### RECORDS SUPPLIED
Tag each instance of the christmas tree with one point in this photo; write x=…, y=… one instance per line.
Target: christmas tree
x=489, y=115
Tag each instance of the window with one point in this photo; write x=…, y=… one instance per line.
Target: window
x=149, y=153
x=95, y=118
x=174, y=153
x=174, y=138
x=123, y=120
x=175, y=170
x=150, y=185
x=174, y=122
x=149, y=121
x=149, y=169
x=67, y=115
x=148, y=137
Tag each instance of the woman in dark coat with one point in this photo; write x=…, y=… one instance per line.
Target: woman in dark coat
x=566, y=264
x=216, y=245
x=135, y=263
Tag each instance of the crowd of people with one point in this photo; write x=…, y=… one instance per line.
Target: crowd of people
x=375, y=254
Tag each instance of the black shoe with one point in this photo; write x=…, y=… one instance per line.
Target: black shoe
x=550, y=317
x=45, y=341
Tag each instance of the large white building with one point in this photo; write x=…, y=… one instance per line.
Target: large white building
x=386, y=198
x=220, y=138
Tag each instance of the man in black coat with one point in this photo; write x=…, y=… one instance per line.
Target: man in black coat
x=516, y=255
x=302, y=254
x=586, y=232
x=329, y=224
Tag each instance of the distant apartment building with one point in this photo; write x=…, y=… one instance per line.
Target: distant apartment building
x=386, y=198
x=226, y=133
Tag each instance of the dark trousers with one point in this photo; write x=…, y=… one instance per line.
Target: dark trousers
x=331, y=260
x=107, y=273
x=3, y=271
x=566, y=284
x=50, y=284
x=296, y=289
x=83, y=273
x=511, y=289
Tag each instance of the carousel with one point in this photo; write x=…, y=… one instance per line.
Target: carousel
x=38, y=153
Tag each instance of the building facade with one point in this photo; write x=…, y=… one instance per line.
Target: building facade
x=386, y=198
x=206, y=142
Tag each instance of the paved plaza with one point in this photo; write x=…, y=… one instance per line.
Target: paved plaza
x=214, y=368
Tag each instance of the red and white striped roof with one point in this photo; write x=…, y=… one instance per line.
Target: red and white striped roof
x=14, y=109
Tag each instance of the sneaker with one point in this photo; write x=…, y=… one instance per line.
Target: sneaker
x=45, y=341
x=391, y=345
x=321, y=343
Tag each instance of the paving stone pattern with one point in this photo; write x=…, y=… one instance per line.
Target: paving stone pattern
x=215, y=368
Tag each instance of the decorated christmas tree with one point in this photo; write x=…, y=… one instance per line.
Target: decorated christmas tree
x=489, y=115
==
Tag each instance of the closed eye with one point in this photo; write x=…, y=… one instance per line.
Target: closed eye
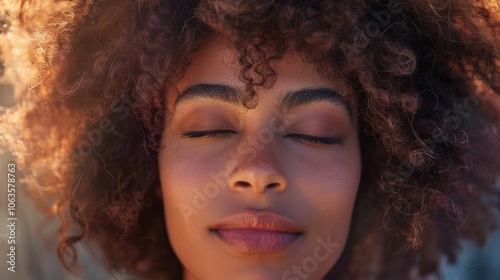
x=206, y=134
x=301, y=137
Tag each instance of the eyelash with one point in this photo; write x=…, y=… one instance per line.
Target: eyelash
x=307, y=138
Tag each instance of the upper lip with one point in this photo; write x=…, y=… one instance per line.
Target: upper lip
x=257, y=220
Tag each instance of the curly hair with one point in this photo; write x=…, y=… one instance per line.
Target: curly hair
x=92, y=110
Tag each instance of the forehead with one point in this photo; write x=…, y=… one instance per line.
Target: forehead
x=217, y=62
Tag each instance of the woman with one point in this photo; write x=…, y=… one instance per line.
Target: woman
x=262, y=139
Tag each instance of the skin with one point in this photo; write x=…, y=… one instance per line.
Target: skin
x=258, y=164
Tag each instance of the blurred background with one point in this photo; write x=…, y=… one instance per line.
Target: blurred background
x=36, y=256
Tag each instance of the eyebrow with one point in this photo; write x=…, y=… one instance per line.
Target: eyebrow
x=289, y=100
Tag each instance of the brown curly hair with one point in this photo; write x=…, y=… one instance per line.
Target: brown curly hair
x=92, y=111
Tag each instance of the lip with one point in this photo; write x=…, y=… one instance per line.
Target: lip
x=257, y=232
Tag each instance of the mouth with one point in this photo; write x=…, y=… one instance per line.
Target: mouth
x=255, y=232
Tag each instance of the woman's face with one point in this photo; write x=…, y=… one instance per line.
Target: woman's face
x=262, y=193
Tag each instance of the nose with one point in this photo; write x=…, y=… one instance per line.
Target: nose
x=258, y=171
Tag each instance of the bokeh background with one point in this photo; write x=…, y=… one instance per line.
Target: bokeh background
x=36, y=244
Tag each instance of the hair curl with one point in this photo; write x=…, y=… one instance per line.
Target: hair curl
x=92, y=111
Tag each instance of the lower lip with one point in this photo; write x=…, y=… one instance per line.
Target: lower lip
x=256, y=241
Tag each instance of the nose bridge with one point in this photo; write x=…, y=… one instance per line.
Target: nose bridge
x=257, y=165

### ACTIVITY
In the data above, retype exactly and only the lines between the one holding "Tag each instance of the christmas" and the one holding "Tag each instance of the dark", inclusive.

### ANSWER BELOW
Tag each instance of the christmas tree with one point in this photo; write x=…, y=… one instance per line.
Target: christmas tree
x=489, y=115
Tag each instance of the window with one point in this photo; write x=…, y=… one instance per line.
Target: window
x=149, y=153
x=95, y=118
x=174, y=153
x=174, y=138
x=123, y=120
x=175, y=170
x=150, y=185
x=174, y=122
x=149, y=121
x=149, y=169
x=67, y=115
x=148, y=137
Tag each instance of the woman in dark coat with one point in this photo; write x=…, y=… one instance per line.
Target: woman in dark coat
x=566, y=264
x=216, y=245
x=135, y=263
Tag each instance of the crowd of people with one point in this photo; write x=…, y=… one instance per line.
Target: crowd of people
x=375, y=254
Tag each instance of the black shoe with one point in this photo; write x=…, y=… one instance per line.
Target: black shoe
x=550, y=317
x=45, y=341
Tag each instance of the large white building with one point in this photo; write x=…, y=… one instance per line.
Target: large white building
x=386, y=198
x=220, y=138
Tag each instance of the man in black coat with one point in this photo; write x=…, y=… one instance per line.
Target: man in black coat
x=516, y=255
x=302, y=254
x=586, y=232
x=329, y=224
Tag each instance of the distant apartment building with one point in this photo; write x=…, y=… one instance per line.
Target: distant apartment building
x=386, y=198
x=226, y=133
Tag each instance of the dark trousers with one point in this photo; write x=…, y=… one instance per line.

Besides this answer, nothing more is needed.